● **STATED PROBLEM**
Format every item below as a numbered list, skipping blank lines. Leave the pictures out of your answer.

● **GIVEN DATA**
--- begin ---
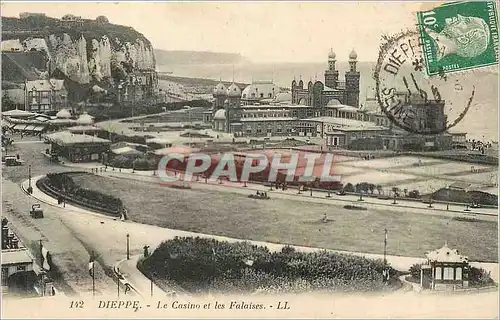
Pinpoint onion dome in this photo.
[214,109,226,120]
[213,82,226,97]
[56,109,71,119]
[349,49,358,60]
[76,112,94,125]
[226,83,241,98]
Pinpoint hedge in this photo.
[39,173,123,214]
[141,237,397,292]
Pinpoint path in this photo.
[74,167,498,220]
[22,176,498,295]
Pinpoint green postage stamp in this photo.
[417,1,498,75]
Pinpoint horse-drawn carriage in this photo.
[30,203,43,219]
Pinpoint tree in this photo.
[368,183,375,194]
[409,263,422,280]
[408,190,420,199]
[376,184,384,195]
[344,182,355,192]
[391,187,400,197]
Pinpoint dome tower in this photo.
[325,48,339,89]
[345,49,360,108]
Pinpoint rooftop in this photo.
[68,126,104,132]
[46,131,111,145]
[111,147,142,154]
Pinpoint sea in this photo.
[158,61,499,142]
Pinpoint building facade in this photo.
[292,50,360,109]
[207,51,453,150]
[24,79,68,113]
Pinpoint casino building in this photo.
[205,50,360,136]
[204,50,458,150]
--- end ---
● **FINISHED EXERCISE**
1. Pinpoint onion dome in this photo.
2. [214,109,226,120]
3. [213,82,226,97]
4. [56,109,71,119]
5. [349,49,358,60]
6. [76,112,94,125]
7. [226,83,241,98]
8. Pinpoint hedge in this photo.
9. [39,173,123,214]
10. [141,237,397,292]
11. Pinpoint path in this photo.
12. [74,167,498,220]
13. [22,176,498,295]
14. Pinpoint green postage stamp in this photo.
15. [417,1,498,75]
16. Pinpoint horse-drawn carriage in this photo.
17. [30,203,43,219]
18. Pinpoint tree in this photo.
19. [368,183,375,194]
20. [409,263,422,280]
21. [408,190,420,199]
22. [376,184,384,195]
23. [344,182,355,192]
24. [391,187,400,197]
25. Pinpoint dome tower in this photo.
26. [325,48,339,89]
27. [345,49,360,108]
28. Pinpoint rooftop in this photo.
29. [68,126,104,132]
30. [46,131,111,145]
31. [111,147,142,154]
32. Pinpoint sea in this photo.
33. [158,61,499,142]
34. Pinpoint building facade in this photo.
35. [292,50,360,109]
36. [207,51,453,150]
37. [24,79,68,113]
38. Pinpoint casino building in this photo.
39. [205,50,360,136]
40. [204,50,458,150]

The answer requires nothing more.